- _Text to read_:
>> BEGIN

Why it matters: The new administration seeks to bring long-term interest rates lower, Treasury Secretary Scott Bessent said Wednesday — and Fed rate cuts aren't necessarily the way to achieve that.
- The Fed controls short-term interest rates, but longer-term rates — which determine the federal government's borrowing costs, as well as home mortgages and many corporate borrowing rates — are set in the open market and reflect investors' expectations of how the economy will evolve.
- Bessent's case — which is consistent with Trump's recent rhetoric — is that what the economy needs is not further rate cuts from the Fed, but deregulatory and fiscal policies that improve the economy's supply-side potential.
What they're saying: Appearing Wednesday on Fox Business, Bessent said that the president wants lower rates but that "he and I are focused on the 10-year Treasury and what is the yield of that?" The Fed, he told Larry Kudlow, "did a jumbo rate cut and the 10-year rate went up."
- The president "is not calling for the Fed to lower rates," Bessent added. "He believes ... if we deregulate the economy, if we get this tax bill done, if we get energy down, then rates will take care of themselves and the dollar will take care of itself."
- "Now, I've seen, this year, despite the growth estimates going up, 10-year [yields] coming down because I believe the bond market is recognizing that ... energy prices will be lower and we can have non-inflationary growth."
- "You know, we cut the spending ... we get more efficiency in government, and we're going to go into a good interest rate cycle."

>> END

- _Task_: Reproduce word for word the passage of the excerpt on long-term interest rates that begins with the words containing "- The Fed controls" and ends with "economy will evolve.".

- _Supplied entries_:
>> BEGIN

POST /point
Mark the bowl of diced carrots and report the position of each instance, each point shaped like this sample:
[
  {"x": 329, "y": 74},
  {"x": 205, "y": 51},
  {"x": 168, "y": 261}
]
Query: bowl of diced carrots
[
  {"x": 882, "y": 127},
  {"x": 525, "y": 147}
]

>> END

- _Worked solution_:
- The Fed controls short-term interest rates, but longer-term rates — which determine the federal government's borrowing costs, as well as home mortgages and many corporate borrowing rates — are set in the open market and reflect investors' expectations of how the economy will evolve.